WHAT TO DO:
Search the records for the word "tinted" and copy every line in which it occurs.

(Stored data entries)
# # #

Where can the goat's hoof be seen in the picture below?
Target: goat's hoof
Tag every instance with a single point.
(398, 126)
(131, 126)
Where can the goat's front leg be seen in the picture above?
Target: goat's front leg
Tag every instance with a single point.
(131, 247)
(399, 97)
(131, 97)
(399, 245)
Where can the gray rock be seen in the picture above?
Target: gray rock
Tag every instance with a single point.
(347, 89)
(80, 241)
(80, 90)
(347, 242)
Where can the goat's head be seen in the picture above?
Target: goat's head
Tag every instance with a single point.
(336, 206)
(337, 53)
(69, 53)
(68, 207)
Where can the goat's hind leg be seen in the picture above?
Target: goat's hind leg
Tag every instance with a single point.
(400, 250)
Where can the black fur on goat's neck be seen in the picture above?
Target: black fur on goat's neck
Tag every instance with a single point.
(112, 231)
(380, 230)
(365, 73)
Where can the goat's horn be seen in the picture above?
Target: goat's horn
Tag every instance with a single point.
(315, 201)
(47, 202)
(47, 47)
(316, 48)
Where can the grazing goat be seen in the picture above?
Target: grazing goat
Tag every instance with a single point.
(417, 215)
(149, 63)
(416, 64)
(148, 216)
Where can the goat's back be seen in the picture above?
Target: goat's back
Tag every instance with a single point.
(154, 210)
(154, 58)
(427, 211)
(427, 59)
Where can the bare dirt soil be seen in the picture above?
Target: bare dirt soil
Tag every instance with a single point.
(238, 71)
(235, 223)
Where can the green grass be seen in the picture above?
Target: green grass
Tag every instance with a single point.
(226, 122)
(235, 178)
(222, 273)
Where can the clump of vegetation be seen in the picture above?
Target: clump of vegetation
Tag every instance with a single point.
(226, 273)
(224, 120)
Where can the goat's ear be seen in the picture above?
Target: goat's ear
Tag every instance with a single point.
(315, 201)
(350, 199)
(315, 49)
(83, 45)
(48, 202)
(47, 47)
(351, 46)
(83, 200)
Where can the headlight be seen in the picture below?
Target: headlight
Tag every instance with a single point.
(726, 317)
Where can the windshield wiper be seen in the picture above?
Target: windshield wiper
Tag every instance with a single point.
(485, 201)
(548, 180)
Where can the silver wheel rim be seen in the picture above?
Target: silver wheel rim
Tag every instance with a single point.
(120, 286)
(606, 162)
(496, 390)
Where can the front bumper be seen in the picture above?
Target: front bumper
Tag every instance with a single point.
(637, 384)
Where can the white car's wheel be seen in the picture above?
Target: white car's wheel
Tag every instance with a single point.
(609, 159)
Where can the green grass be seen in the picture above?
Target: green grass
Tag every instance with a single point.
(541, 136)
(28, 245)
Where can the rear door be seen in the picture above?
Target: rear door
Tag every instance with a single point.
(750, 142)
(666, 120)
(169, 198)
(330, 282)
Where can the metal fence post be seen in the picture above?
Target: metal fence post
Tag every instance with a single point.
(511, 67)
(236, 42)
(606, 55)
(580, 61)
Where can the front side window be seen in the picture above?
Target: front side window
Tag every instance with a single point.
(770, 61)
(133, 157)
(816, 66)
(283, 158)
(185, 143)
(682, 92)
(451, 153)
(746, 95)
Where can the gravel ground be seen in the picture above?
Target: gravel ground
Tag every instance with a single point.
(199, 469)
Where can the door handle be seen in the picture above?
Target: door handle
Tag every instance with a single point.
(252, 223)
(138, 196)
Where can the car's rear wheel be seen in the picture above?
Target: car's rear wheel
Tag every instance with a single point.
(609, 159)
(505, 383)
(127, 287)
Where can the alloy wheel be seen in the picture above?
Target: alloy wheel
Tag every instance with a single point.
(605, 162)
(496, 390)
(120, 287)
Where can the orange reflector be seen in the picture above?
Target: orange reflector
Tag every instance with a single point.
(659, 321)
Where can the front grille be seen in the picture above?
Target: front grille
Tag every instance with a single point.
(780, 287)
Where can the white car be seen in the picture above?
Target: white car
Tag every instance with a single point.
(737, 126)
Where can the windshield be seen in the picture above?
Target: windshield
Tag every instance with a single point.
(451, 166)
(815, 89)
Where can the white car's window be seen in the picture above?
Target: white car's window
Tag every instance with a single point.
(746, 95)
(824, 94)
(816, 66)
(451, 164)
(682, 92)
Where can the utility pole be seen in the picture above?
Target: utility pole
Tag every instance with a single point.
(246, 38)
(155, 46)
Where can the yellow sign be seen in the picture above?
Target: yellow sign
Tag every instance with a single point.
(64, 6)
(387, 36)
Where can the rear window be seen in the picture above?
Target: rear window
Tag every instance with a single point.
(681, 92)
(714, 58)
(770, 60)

# # #

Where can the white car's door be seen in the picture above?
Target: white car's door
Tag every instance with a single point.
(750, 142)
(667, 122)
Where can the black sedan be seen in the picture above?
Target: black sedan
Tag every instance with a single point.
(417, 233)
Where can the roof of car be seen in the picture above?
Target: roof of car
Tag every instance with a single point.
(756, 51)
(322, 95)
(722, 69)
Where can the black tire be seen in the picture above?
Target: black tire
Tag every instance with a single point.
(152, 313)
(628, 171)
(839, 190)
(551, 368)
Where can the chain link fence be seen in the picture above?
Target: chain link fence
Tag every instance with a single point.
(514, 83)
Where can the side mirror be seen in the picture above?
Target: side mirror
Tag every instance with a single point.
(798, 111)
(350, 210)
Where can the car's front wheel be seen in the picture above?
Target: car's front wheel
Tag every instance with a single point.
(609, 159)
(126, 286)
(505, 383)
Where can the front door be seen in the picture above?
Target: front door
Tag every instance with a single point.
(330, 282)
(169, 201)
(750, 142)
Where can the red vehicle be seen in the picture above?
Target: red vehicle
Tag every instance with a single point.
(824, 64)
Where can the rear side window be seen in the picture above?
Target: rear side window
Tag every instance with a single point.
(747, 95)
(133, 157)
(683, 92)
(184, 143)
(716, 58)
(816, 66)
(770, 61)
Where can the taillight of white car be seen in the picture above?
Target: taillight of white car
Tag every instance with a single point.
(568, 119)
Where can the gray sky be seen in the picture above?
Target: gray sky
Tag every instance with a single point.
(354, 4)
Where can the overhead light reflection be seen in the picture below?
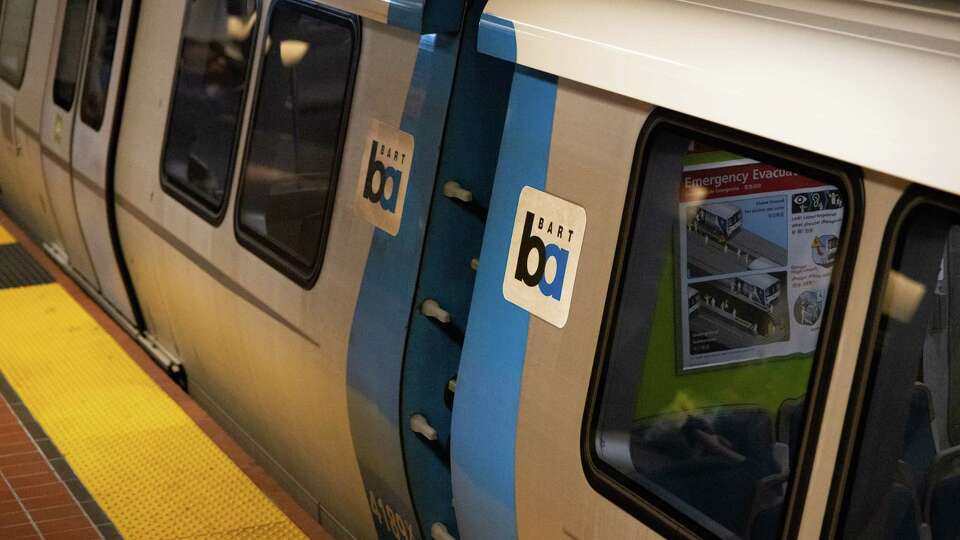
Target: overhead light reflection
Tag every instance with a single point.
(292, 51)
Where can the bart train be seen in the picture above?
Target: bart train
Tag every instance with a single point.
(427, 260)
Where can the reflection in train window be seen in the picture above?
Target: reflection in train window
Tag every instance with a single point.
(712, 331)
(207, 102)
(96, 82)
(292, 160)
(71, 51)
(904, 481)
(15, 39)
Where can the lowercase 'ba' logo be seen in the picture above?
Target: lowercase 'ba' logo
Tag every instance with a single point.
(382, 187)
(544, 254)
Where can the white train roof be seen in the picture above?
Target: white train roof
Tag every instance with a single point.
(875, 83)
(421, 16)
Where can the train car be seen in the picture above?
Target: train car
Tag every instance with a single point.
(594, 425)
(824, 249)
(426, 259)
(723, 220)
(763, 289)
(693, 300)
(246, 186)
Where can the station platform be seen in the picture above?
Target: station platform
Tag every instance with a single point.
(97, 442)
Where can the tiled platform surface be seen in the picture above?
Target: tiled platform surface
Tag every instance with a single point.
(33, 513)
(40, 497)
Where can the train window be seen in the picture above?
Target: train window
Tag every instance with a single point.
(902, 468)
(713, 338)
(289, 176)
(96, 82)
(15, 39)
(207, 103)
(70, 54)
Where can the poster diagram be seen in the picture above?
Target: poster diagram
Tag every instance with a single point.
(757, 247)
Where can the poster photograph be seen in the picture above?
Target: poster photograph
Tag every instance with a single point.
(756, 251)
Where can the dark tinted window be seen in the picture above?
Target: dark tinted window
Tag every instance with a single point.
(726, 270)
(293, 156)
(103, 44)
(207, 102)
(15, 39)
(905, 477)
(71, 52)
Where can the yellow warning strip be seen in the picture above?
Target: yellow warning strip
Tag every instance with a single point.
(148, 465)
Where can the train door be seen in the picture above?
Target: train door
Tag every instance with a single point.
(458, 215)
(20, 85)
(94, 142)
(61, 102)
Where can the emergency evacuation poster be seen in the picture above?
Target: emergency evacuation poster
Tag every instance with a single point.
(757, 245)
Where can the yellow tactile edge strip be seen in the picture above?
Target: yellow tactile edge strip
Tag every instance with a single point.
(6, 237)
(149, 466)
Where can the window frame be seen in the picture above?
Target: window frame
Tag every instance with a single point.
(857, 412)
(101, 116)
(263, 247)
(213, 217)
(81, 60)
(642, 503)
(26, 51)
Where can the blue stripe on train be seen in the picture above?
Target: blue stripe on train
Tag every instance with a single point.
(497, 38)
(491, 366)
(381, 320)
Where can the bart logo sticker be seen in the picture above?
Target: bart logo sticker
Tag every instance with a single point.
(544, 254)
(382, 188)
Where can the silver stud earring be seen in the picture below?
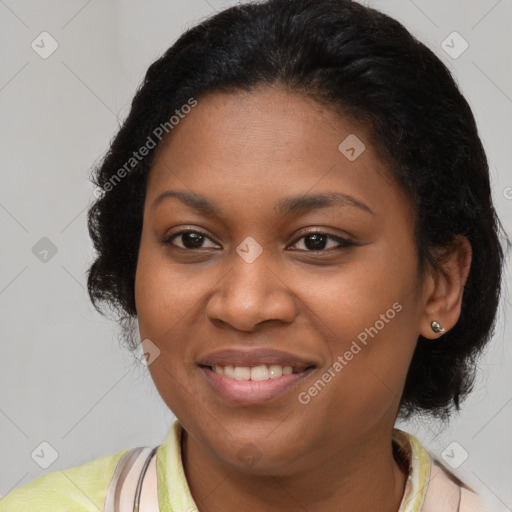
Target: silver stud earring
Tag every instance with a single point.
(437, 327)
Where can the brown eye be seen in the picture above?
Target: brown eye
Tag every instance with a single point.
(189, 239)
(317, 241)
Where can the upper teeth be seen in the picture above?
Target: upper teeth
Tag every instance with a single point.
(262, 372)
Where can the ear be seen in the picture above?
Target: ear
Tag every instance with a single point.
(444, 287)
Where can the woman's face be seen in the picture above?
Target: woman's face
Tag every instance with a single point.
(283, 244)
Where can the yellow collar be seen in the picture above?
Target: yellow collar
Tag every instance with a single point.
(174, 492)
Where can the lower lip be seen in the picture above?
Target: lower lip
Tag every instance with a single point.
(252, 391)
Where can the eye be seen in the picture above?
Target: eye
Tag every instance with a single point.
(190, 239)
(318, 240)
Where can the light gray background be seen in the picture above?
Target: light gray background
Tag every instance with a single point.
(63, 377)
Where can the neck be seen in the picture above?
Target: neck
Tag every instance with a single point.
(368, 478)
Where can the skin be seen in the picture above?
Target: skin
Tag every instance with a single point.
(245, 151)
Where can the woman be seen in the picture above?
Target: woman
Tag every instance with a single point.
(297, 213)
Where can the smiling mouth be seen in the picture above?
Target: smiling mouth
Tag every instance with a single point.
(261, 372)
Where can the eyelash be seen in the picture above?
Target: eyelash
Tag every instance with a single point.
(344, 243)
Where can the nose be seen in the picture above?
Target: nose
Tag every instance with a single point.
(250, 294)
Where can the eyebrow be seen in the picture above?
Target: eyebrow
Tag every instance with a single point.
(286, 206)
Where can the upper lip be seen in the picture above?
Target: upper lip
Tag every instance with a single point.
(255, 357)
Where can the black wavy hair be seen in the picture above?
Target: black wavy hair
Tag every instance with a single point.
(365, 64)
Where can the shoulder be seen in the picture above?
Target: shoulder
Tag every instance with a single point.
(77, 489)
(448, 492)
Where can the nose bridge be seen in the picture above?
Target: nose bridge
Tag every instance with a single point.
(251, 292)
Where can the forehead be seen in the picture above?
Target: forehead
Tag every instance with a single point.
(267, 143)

# # #

PROBLEM SOLUTION:
Where can the dark tinted window be seen in the picture above?
Target: dark tinted window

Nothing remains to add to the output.